▶ **AUFGABENBLATT**
1. Ersetze im Abschnitt der Datenzeilen, der mit deren Anfang beginnt und mit der Zeile endet, die „[(426, 13), (450, 18), (457, 6), (470, 10), (441, 27)]“ enthält, überall „Point out“ durch „Mark“, und gib diesen Abschnitt sonst unverändert wieder. Lass die Bilder dabei weg.
2. Setze die Rede zur Umwelt- und Energiepolitik nach ihrem letzten Satz fort.

▶ **VORLIEGENDER AUSZUG**

----

Protocol of the Session on November 17, 2010

(Beifall bei dem BÜNDNIS 90/DIE GRÜNEN)

Es ist ganz klar: Wer eine Politik betreibt, die auf den Weiterbetrieb alter, risikoreicher Atomkraftwerke baut, wer eine Politik betreibt, die den Neubau eines klimaschädlichen Kohlekraftwerks von E.ON in Großkrotzenburg unterstützt, der hat immer noch nicht kapiert, was eine nachhaltige Umweltpolitik bedeutet.

Im Gegensatz zu Ihnen haben wir unsere Vorstellungen mit entsprechenden Konzepten untermauert und haben dazu Anträge in den Haushalt eingebracht. Wir haben zwei wichtige Ziele im Klimaschutz und im Energiebereich. Das heißt, wir wollen 40 % der Klimaschadgase einsparen – sprich: Kohlendioxid –, und wir wollen eine Energieversorgung im Strombereich durch erneuerbare Energien zu 100 % bis zum Jahre 2030.

Für den gesamten Umweltbereich inklusive Verkehr und nachhaltige Entwicklung wollen wir daher die Ansätze um insgesamt rund 75 Millionen € erhöhen. Wir haben ein Konzept der Schuldenbremse. Uns ist aber auch klar, es gibt drei Bereiche, in denen weiter investiert werden muss. Das ist einmal der Umweltbereich, das ist der Sozialbereich, und das ist der Bildungsbereich.

(Beifall bei dem BÜNDNIS 90/DIE GRÜNEN so- wie bei Abgeordneten der SPD und der LINKEN)

Wir nehmen die Schuldenbremse sehr ernst. Aber wir wissen auch, dass es Bereiche gibt, die nicht unter dem Dekret der Einsparung stehen dürfen, da in die Zukunft hinein investiert werden muss. Deswegen wollen wir mit unseren Haushaltsanträgen darstellen, wie das geschehen soll.

Wir wollen, dass endlich eine Zukunftsenergie- und Klimaschutzagentur im Lande Hessen eingerichtet wird, die sich dieses Problems annimmt, konkrete Umsetzungsschritte vorschlägt und versucht, das Ganze mitzubegleiten und am Ende auch umzusetzen.

----

[Datensätze]

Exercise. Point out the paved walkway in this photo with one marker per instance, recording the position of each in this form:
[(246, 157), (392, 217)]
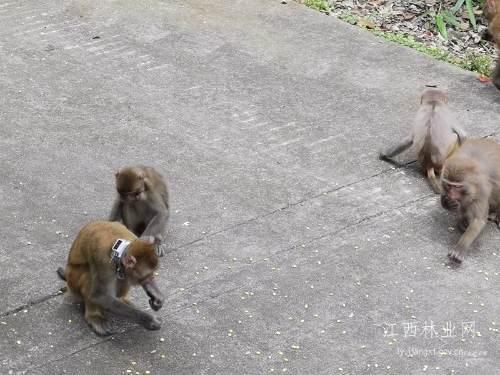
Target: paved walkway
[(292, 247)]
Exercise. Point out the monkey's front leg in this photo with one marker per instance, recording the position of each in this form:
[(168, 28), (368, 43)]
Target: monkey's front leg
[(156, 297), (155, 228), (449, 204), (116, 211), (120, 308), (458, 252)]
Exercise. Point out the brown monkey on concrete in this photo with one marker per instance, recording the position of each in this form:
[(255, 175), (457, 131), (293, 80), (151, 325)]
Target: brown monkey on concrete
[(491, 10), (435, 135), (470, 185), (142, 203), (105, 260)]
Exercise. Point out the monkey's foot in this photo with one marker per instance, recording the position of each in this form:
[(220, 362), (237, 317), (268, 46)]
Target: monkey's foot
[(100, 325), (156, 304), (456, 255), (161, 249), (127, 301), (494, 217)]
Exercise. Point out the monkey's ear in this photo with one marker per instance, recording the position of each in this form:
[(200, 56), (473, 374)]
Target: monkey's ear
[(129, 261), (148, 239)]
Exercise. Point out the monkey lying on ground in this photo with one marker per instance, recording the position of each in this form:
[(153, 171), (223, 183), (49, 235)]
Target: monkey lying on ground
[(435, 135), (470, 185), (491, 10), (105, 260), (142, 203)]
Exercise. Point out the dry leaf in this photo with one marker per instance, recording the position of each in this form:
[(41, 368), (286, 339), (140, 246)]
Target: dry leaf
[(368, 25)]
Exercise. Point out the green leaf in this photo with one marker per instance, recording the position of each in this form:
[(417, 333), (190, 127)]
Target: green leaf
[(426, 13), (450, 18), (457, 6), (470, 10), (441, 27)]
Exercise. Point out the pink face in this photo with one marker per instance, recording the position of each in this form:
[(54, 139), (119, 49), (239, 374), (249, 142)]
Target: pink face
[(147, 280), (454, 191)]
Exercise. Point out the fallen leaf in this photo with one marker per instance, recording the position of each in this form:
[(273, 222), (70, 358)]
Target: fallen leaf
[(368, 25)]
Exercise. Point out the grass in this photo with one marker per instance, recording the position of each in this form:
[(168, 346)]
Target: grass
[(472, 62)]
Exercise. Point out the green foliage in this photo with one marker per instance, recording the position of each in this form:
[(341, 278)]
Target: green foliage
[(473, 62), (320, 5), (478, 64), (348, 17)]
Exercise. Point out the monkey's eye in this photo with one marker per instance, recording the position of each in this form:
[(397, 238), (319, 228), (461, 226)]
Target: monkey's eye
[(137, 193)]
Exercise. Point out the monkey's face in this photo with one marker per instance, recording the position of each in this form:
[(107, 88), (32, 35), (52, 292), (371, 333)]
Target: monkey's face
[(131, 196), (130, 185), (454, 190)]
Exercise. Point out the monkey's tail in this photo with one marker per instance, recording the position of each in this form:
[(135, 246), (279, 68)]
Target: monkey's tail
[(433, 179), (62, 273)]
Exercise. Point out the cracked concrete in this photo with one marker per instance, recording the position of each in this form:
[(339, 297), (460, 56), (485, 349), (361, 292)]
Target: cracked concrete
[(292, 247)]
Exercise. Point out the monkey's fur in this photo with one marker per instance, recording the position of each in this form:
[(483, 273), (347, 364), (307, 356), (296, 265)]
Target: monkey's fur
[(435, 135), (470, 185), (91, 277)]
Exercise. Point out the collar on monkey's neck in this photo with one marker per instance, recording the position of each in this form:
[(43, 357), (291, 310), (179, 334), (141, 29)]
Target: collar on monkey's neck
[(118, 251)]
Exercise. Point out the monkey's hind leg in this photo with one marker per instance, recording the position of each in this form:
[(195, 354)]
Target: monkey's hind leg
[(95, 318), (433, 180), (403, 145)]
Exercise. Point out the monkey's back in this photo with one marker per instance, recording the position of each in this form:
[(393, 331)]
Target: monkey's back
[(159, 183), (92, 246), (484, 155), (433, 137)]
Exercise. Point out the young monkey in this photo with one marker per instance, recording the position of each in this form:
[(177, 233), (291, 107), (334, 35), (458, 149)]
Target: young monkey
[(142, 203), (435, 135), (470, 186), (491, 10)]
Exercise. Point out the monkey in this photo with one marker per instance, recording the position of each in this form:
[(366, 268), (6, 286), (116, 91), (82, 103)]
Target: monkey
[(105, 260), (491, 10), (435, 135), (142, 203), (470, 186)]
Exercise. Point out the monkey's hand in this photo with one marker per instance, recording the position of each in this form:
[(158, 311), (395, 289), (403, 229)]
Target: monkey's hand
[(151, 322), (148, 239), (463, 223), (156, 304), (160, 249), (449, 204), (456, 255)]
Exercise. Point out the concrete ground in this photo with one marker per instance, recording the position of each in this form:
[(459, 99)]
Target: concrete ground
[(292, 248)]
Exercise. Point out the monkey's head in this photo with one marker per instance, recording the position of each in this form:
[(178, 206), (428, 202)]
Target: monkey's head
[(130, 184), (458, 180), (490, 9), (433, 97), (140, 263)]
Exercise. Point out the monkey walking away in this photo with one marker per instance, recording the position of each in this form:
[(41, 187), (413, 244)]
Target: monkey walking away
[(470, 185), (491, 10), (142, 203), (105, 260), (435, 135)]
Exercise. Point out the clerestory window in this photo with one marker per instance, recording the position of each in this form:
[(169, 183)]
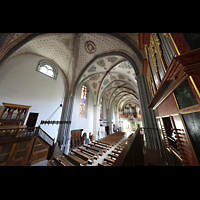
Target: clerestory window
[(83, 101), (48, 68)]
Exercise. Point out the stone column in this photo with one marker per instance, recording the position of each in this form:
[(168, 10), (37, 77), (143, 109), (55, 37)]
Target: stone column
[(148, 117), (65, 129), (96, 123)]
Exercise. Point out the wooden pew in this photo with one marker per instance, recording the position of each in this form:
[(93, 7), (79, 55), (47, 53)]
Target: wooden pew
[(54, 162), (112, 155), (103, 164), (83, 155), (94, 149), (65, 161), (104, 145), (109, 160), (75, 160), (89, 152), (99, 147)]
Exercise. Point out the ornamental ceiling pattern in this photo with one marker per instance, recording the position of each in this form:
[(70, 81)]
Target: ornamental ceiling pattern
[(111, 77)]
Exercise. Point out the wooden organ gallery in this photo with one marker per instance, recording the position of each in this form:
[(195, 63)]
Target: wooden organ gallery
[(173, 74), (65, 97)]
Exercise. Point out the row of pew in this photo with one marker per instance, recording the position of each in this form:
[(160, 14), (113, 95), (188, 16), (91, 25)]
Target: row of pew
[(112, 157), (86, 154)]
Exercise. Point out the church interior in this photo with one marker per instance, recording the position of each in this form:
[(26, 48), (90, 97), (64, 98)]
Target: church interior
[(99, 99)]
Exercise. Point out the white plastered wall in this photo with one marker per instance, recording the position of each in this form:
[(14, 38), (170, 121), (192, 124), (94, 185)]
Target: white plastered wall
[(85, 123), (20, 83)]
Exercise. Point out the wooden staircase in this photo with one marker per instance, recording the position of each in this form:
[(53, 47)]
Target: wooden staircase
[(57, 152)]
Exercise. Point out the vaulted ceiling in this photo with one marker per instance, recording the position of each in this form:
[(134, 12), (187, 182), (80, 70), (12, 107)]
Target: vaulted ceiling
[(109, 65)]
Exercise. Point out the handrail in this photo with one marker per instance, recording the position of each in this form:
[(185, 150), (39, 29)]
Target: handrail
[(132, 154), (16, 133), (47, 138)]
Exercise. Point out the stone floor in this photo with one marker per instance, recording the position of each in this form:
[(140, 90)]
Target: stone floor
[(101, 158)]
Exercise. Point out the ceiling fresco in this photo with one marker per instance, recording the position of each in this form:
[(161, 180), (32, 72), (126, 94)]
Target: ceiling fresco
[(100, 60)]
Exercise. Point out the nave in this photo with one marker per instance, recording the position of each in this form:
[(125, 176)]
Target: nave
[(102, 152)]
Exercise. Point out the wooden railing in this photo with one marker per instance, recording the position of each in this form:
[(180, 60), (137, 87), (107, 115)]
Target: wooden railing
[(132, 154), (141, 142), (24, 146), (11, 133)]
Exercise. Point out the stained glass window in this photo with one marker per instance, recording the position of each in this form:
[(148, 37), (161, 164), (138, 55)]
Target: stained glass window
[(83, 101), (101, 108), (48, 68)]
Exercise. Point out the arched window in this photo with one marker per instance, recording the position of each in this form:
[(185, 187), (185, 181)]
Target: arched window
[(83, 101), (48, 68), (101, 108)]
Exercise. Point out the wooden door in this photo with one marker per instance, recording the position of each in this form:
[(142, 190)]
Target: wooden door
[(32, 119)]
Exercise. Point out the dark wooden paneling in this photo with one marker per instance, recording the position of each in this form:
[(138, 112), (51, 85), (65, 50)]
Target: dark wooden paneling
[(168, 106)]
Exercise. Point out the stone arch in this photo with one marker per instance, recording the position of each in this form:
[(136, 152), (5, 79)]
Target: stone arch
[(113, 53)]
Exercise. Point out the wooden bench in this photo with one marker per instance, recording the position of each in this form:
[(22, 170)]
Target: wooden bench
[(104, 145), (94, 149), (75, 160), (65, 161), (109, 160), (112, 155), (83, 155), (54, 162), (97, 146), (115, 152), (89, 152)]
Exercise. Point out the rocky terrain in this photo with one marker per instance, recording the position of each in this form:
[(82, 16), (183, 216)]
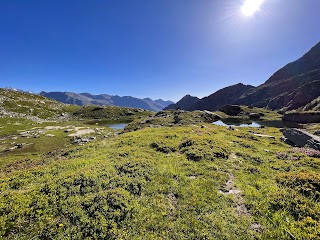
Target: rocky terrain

----

▶ **ERGEBNISSE JE AUFGABE**
1.
Exercise. Mark the paved walkway in this photo with one marker per instance, recording the position of each in this form:
[(246, 157), (392, 217)]
Target: paved walkway
[(292, 247)]
Exercise. Mark the monkey's front leg in this photo with one marker per instance, recording the position of each in this form:
[(168, 28), (368, 43)]
Target: monkey's front leg
[(156, 297), (155, 228), (449, 204), (116, 211), (120, 308), (458, 252)]
Exercise. Mark the brown monkey on concrete in this photo with one marker per instance, recording the position of each in this form:
[(255, 175), (457, 131), (293, 80), (151, 325)]
Target: brown monkey on concrete
[(491, 10), (435, 135), (470, 185), (142, 203), (105, 260)]
Exercise. Mark the monkey's foot in this photo with one marker per instance, recording the position of each in this form:
[(220, 362), (237, 317), (268, 46)]
Target: monkey's foot
[(100, 325), (156, 304), (456, 255), (161, 249), (127, 301), (494, 217)]
Exercise. Mark the monkey's ear in this photo with one marker per instance, recording the position of each in this form:
[(200, 56), (473, 374)]
Target: monkey's ear
[(129, 261), (148, 239)]
Exercise. Mark the monkey lying on ground in this photo with one marker per instance, recording the position of each in this form:
[(153, 171), (223, 183), (49, 235)]
Target: monkey lying on ground
[(435, 135), (470, 185), (491, 10), (105, 260), (142, 203)]
Exercise. Mark the dry leaf in this photo with one marker per instance, recording the position of each in this form:
[(41, 368), (286, 339), (140, 246)]
Target: dry leaf
[(368, 25)]
Exercise. Mark the green leaf in this photo with one marker per instance, recording the position of each in this form:
[(417, 333), (190, 127)]
Target: green leaf
[(426, 13), (450, 18), (457, 6), (470, 10), (441, 27)]

2.
Wir wollen einen Energieeffizienzfonds. Es gibt zahlreiche Untersuchungen darüber, welche positiven Wirkungen ein solcher Energieeffizienzfonds hat. Auch im Lande Hessen brauchen wir ein solches Instrument, und wir sind bereit, dafür Mittel einzustellen.

Meine Damen und Herren, weiterhin brauchen wir eine Positivkampagne für die Windenergie. Wer viele Jahre lang feststellen muss, dass gerade diese Erzeugungsart im Lande Hessen verteufelt wird, der muss wissen, hier besteht Nachholbedarf. Dann muss man auch Mittel in die Hand nehmen und sagen, wir machen eine Positivkampagne, gerade für die Windenergie.

(Leif Blum (FDP): Warum sollten wir das denn machen?)

Meine Damen und Herren, aber auch für die Solarenergie muss die Unterstützung des Landes weitergehen. Ich sage ganz deutlich: Gerade hier ist das Land als Vorbild gefordert. In den landeseigenen Liegenschaften muss Solarenergie eingesetzt werden. Und nochmals der Hinweis zur Marburger Solarsatzung: Auch dort dürfen Sie keinen Riegel vorschieben.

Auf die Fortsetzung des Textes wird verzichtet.